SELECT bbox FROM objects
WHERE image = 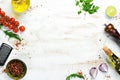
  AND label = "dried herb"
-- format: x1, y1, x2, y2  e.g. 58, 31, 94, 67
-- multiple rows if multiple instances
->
66, 73, 85, 80
75, 0, 99, 14
4, 30, 21, 41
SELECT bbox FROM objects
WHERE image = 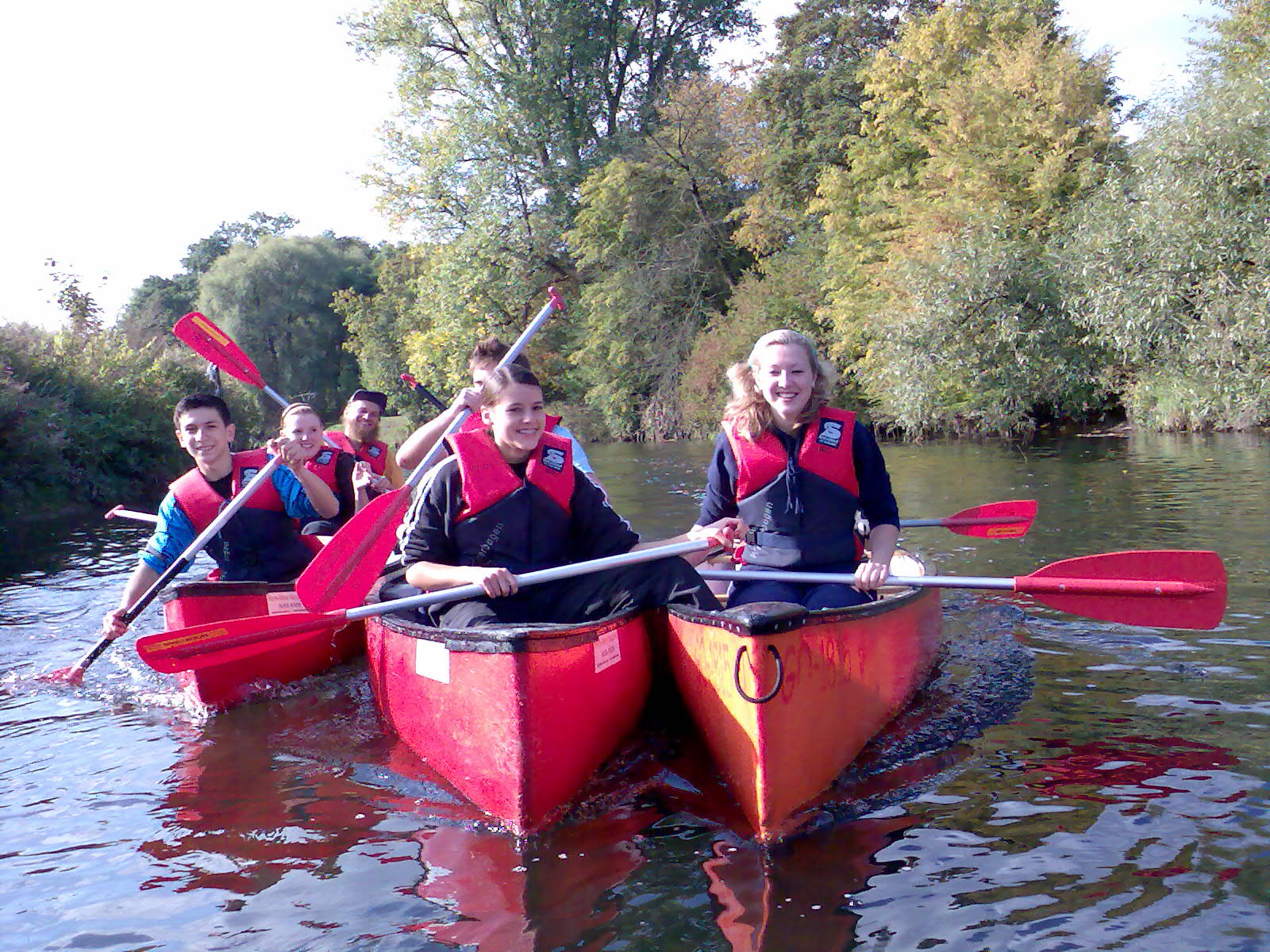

::::::

Reproduce the entries above with "items" in place of each occurrence of "objects", keeping everything else unchanged. Leave the pictures out of your answer.

SELECT bbox FROM items
WHERE image = 
  AND label = "dried herb"
-- format: x1, y1, x2, y2  e.g. 58, 31, 94, 67
-- multiple rows if multiple instances
->
66, 73, 85, 80
75, 0, 99, 14
4, 30, 21, 41
SELECT bbox FROM items
WHERE image = 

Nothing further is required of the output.